Return the whole listing unchanged. Drop the images.
......
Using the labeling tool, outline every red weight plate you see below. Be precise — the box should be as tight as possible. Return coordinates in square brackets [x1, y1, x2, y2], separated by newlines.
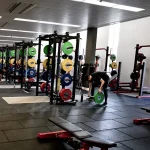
[59, 89, 72, 101]
[40, 82, 51, 92]
[28, 78, 35, 82]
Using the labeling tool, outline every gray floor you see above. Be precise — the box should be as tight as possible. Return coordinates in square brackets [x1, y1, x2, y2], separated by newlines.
[0, 88, 150, 149]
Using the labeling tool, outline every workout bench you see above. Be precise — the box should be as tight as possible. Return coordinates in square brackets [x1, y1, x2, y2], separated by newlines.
[38, 117, 117, 150]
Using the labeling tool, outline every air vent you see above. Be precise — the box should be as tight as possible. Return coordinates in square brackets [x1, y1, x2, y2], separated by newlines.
[1, 22, 8, 28]
[18, 4, 36, 14]
[8, 2, 22, 13]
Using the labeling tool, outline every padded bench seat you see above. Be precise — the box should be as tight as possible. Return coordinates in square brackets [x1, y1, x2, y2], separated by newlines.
[83, 137, 117, 148]
[48, 117, 117, 149]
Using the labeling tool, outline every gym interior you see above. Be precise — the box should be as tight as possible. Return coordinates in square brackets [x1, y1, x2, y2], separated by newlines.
[0, 0, 150, 150]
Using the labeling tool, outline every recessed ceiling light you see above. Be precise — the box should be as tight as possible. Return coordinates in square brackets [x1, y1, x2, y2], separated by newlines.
[14, 18, 80, 27]
[71, 0, 145, 12]
[0, 35, 35, 39]
[0, 43, 13, 45]
[0, 28, 47, 34]
[0, 16, 2, 18]
[0, 40, 21, 42]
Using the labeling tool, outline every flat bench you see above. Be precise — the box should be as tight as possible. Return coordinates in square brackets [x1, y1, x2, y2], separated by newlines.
[133, 107, 150, 125]
[38, 117, 117, 150]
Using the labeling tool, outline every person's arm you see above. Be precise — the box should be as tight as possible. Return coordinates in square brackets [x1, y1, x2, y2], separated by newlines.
[88, 82, 92, 97]
[99, 78, 105, 93]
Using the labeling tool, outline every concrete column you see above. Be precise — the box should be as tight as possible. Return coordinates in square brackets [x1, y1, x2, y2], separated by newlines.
[85, 28, 97, 64]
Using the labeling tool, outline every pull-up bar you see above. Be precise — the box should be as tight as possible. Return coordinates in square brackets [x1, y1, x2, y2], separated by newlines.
[137, 45, 150, 50]
[96, 48, 106, 51]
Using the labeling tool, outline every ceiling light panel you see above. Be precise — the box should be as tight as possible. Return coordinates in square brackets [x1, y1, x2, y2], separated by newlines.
[71, 0, 145, 12]
[0, 35, 34, 39]
[0, 28, 47, 34]
[14, 18, 80, 27]
[0, 40, 21, 42]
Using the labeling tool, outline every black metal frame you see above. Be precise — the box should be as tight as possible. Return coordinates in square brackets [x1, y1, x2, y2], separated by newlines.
[36, 31, 80, 105]
[96, 46, 109, 71]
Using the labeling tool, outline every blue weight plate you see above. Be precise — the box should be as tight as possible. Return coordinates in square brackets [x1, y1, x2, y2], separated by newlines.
[27, 69, 36, 78]
[0, 64, 2, 69]
[61, 74, 72, 86]
[42, 71, 51, 81]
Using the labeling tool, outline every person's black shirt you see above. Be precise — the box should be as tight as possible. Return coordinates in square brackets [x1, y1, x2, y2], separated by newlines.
[91, 72, 109, 85]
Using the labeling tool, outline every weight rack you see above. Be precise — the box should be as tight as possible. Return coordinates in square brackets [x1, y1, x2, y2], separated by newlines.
[36, 31, 80, 105]
[15, 41, 39, 89]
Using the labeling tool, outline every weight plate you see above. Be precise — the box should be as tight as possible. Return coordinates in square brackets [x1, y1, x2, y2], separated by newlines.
[9, 58, 15, 65]
[27, 69, 36, 78]
[28, 47, 36, 56]
[61, 74, 72, 86]
[18, 59, 22, 65]
[111, 62, 117, 69]
[94, 92, 104, 104]
[28, 58, 36, 68]
[0, 64, 2, 69]
[40, 82, 51, 92]
[10, 50, 15, 57]
[110, 54, 116, 61]
[44, 45, 53, 55]
[59, 89, 72, 101]
[62, 42, 73, 55]
[61, 59, 73, 72]
[9, 65, 15, 72]
[42, 71, 51, 81]
[110, 70, 117, 76]
[0, 59, 5, 64]
[19, 50, 26, 57]
[43, 59, 52, 69]
[0, 52, 2, 57]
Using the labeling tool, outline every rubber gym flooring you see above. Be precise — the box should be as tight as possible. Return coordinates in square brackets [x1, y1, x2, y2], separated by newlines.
[0, 88, 150, 150]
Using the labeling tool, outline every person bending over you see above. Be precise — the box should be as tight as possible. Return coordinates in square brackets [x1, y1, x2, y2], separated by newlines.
[88, 72, 109, 105]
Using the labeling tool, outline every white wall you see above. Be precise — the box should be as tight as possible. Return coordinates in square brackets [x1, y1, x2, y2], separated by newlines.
[117, 16, 150, 86]
[96, 26, 109, 71]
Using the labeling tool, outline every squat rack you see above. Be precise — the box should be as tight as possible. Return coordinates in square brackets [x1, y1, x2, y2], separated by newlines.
[116, 44, 149, 97]
[96, 46, 109, 71]
[15, 41, 39, 89]
[36, 31, 80, 105]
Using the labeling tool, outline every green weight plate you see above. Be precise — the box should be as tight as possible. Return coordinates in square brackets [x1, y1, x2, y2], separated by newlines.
[62, 42, 73, 55]
[28, 47, 36, 56]
[44, 45, 53, 55]
[0, 52, 2, 57]
[10, 50, 15, 57]
[19, 50, 26, 57]
[110, 54, 116, 61]
[94, 92, 104, 104]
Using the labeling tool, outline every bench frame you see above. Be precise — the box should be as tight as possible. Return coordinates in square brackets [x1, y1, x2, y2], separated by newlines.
[38, 130, 109, 150]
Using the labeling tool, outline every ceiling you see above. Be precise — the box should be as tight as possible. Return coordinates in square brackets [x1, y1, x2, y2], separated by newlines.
[0, 0, 150, 44]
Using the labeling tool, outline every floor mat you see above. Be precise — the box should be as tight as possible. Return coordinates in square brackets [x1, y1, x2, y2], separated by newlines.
[2, 96, 49, 104]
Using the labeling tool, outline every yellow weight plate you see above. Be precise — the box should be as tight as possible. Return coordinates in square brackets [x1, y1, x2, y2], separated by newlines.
[9, 58, 15, 65]
[18, 59, 22, 65]
[43, 59, 52, 69]
[24, 60, 27, 66]
[0, 59, 5, 64]
[61, 59, 73, 72]
[111, 62, 117, 69]
[28, 58, 36, 68]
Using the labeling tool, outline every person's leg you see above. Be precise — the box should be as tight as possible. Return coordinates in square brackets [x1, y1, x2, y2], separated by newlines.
[91, 82, 95, 96]
[103, 86, 108, 104]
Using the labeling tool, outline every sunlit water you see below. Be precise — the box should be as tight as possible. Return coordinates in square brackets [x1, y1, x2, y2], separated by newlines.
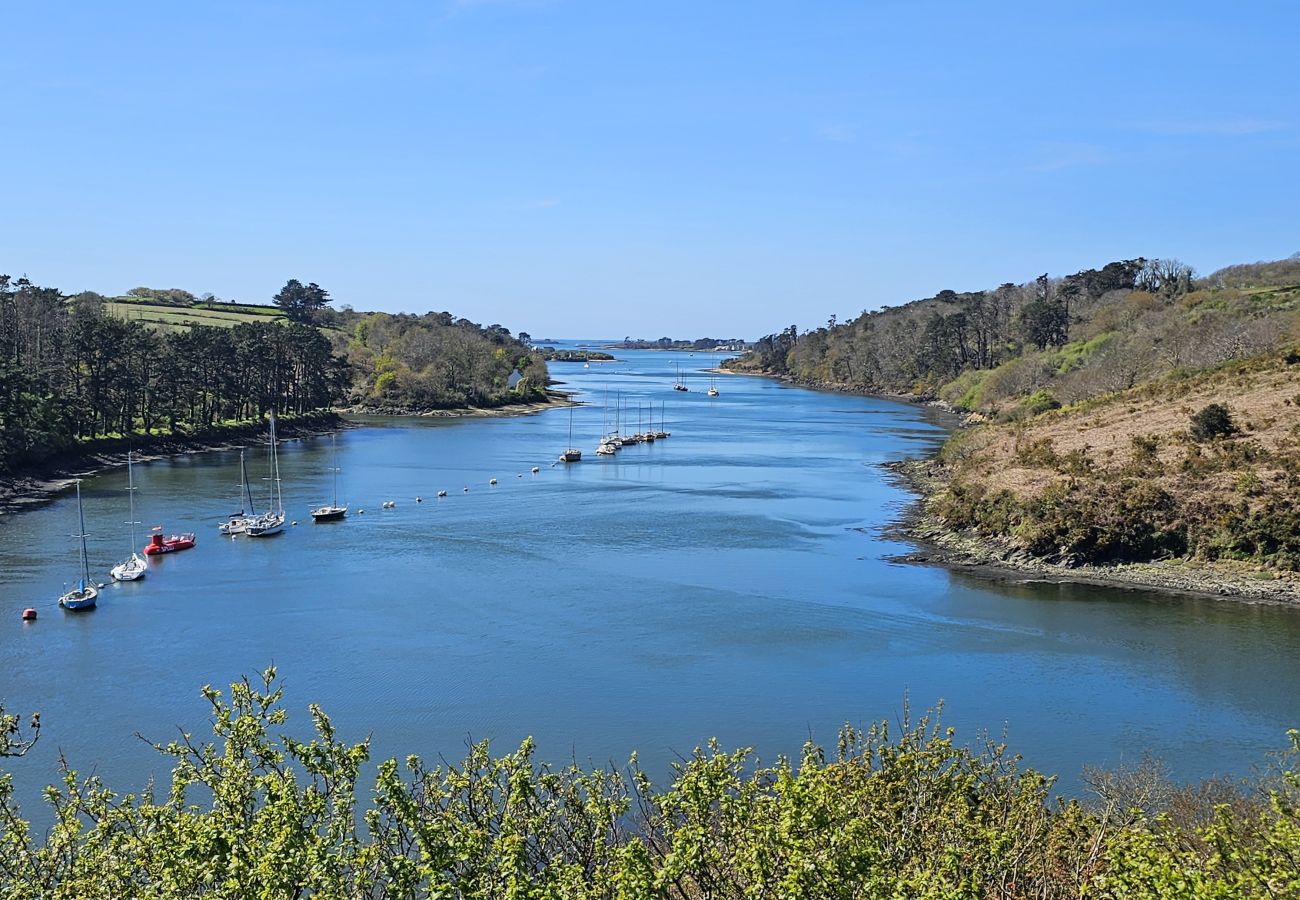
......
Finished exercise:
Using the labeling tool, outline every red weight plate you see below. Be precise — the box should be as tight as possible. Return coordinates in square brackets [x1, y1, x2, y2], separated by newlines.
[59, 89, 72, 101]
[40, 82, 51, 92]
[28, 78, 35, 82]
Using the labeling tool, outline every gray floor you see above. Be precise — the box should be as tight as possible. Return coordinates in square brackets [x1, y1, x2, y2], separated by newlines.
[0, 88, 150, 149]
Using the labeling tool, outline every workout bench you see above. Be precise — the box should be as tight as possible. Return coordinates in square brackets [x1, y1, x2, y2], separated by newlines.
[38, 117, 117, 150]
Using the labeling tool, outline every air vent you see above. Be precise — the box should be as tight as possible. Return coordinates in square brackets [x1, y1, x2, y2], separated by newlines.
[1, 22, 8, 28]
[18, 4, 36, 14]
[8, 2, 22, 13]
Using the labeling tool, outline every padded bench seat you see above. Be precise — the box should be as tight as possible. Return coordinates in square brackets [x1, y1, x2, y2], separated by newlines.
[83, 137, 117, 148]
[48, 117, 117, 149]
Using the labeling tool, outline every gym interior you see above. Be precise — the box should be as tight as possible. Return coordinates in square brackets [x1, y1, x2, y2], separated by newlines.
[0, 0, 150, 150]
Using the labeling tool, outline every recessed ceiling light you see above. Be precise — the box should be as tight as possible. Return coordinates in square brackets [x1, y1, x2, y2], separated by newlines.
[14, 18, 80, 27]
[71, 0, 145, 12]
[0, 35, 35, 39]
[0, 43, 13, 45]
[0, 28, 47, 34]
[0, 16, 2, 18]
[0, 40, 21, 42]
Using the labeling tool, outline every flat bench you see above. Be precise — the box should be as tight as possible. Return coordinates in square brackets [x1, y1, x2, y2], separated by newlines.
[133, 107, 150, 125]
[38, 117, 117, 150]
Using the labeling tool, outline every person's arm you see above. Be precise — the box should be as tight as possible. Return coordinates in square brackets [x1, y1, x2, y2], separated by newlines.
[88, 82, 92, 97]
[99, 78, 105, 93]
Using the labeling tool, outline every concrete column you see above. Be precise — the box should be as tight as possible. Return coordinates in square brackets [x1, y1, x2, y2], separated by newlines.
[85, 28, 97, 64]
Using the labeling tool, outline every pull-up bar you see above. Be precise — the box should be as tight as possible. Return coordinates in square brackets [x1, y1, x2, y2], separated by newlines.
[137, 45, 150, 50]
[96, 48, 106, 51]
Using the labeling tool, outline every ceiling light panel you see above. Be precise — the box should be as tight as possible. Return coordinates in square brackets [x1, y1, x2, y2], separated by newlines.
[71, 0, 145, 12]
[0, 35, 34, 39]
[0, 28, 47, 34]
[14, 18, 80, 27]
[0, 40, 21, 42]
Using the labeling tool, outline every black metal frame you see above. Be precise — the box should be as tight as possible. Return coordinates in square brackets [x1, y1, x2, y2], separated by newlines.
[36, 31, 80, 105]
[96, 46, 109, 71]
Using the labeling tool, outline every blue weight plate you see above. Be precise — the box should be as tight as possible. Return coordinates in square brackets [x1, y1, x2, y2], separated by newlines.
[27, 69, 36, 78]
[0, 64, 2, 69]
[61, 74, 72, 86]
[42, 71, 51, 81]
Using the labeling tool, outline every person's black shirt you see above. Be precise — the box should be as tight as possible. Return coordinates in square brackets [x1, y1, x2, y2], separated by newlines.
[91, 72, 109, 85]
Using the labeling tool, outline every weight rack you see above. Be precise — the box should be as tight as possible. Return coordinates in square brackets [x1, y1, x2, y2], separated by newlines.
[36, 31, 80, 105]
[15, 41, 39, 89]
Using the labeling tool, outline every weight plate you see above. Be precise — the box should be as tight as possible. Return coordinates in square brackets [x1, y1, x2, y2], separated by newlines.
[9, 58, 15, 65]
[27, 69, 36, 78]
[28, 47, 36, 56]
[61, 74, 72, 86]
[18, 59, 22, 65]
[111, 62, 117, 69]
[94, 92, 104, 104]
[28, 58, 36, 68]
[0, 64, 2, 69]
[40, 82, 51, 92]
[10, 50, 15, 57]
[110, 54, 116, 61]
[44, 45, 53, 55]
[59, 89, 72, 101]
[62, 42, 73, 55]
[61, 59, 73, 72]
[9, 65, 15, 72]
[42, 71, 51, 81]
[110, 70, 117, 76]
[0, 59, 5, 64]
[19, 50, 26, 57]
[43, 59, 52, 69]
[0, 52, 2, 57]
Using the labeling tool, outline every rubber gym flooring you see above. Be precise — the box should be as tight as possible. Return coordinates in square brackets [x1, y1, x2, y2], separated by newlines.
[0, 88, 150, 150]
Using the labeling tool, outline every person bending over you see above. Be precise — the box should be as tight as possible. Return coordinates in square brackets [x1, y1, x2, y2], separated by newlines.
[88, 72, 109, 105]
Using the labeling tool, outline every white wall you see above. Be precise — the box should be as tight as possible. Return coordinates in square brackets [x1, y1, x2, y2], separated by newlines.
[117, 16, 150, 86]
[96, 26, 109, 71]
Using the labeling tool, outline every squat rack you see above. Be precise — the box should be as tight as possible. Return coordinates in square brackets [x1, y1, x2, y2], separated by newlines.
[116, 44, 149, 97]
[96, 46, 109, 71]
[15, 41, 39, 89]
[36, 31, 80, 105]
Using the labeling tool, outline every green weight plate you see above. Be precise — the box should be as tight as possible. Return coordinates in square brackets [x1, y1, x2, y2], separated by newlines.
[62, 42, 73, 55]
[28, 47, 36, 56]
[44, 45, 53, 55]
[0, 52, 2, 57]
[10, 50, 15, 57]
[19, 50, 26, 57]
[110, 54, 116, 61]
[94, 92, 104, 104]
Using the labeling tool, outline every bench frame you see above. Be precise — the box should be as tight as possible. Return coordinates in square brackets [x1, y1, x2, y2], separated by newlines.
[38, 130, 109, 150]
Using the labeling tool, outline every ceiling you see above. Be precise — the box should be as tight as possible. Return coordinates in square brackets [x1, y1, x2, y2], separated by newlines.
[0, 0, 150, 44]
Using the labeling tool, outline every floor mat you see above. Be precise — the box should be as tight as possible. Return coordinates in square brackets [x1, y1, x2, y2], separated by newlines.
[2, 96, 49, 104]
Using the labeling tool, outline every yellow weight plate you see above. Be precise — the box should be as tight as possible. Return coordinates in square brackets [x1, y1, x2, y2], separated by newlines.
[9, 58, 15, 65]
[18, 59, 22, 65]
[43, 59, 52, 69]
[24, 60, 27, 66]
[0, 59, 5, 64]
[61, 59, 73, 72]
[111, 62, 117, 69]
[28, 58, 36, 68]
Using the labeling tool, outline every person's leg you see above. Be precise — the box should be as tight as possible. Return coordinates in square brackets [x1, y1, x2, y2], separated by newlines.
[91, 82, 95, 96]
[103, 86, 108, 104]
Using the labeling tool, outline every sunlit water you see below. Be precise — the box should be as tight as possible. Return coordinates in square brackets [x1, y1, x2, y2], separated by newlines.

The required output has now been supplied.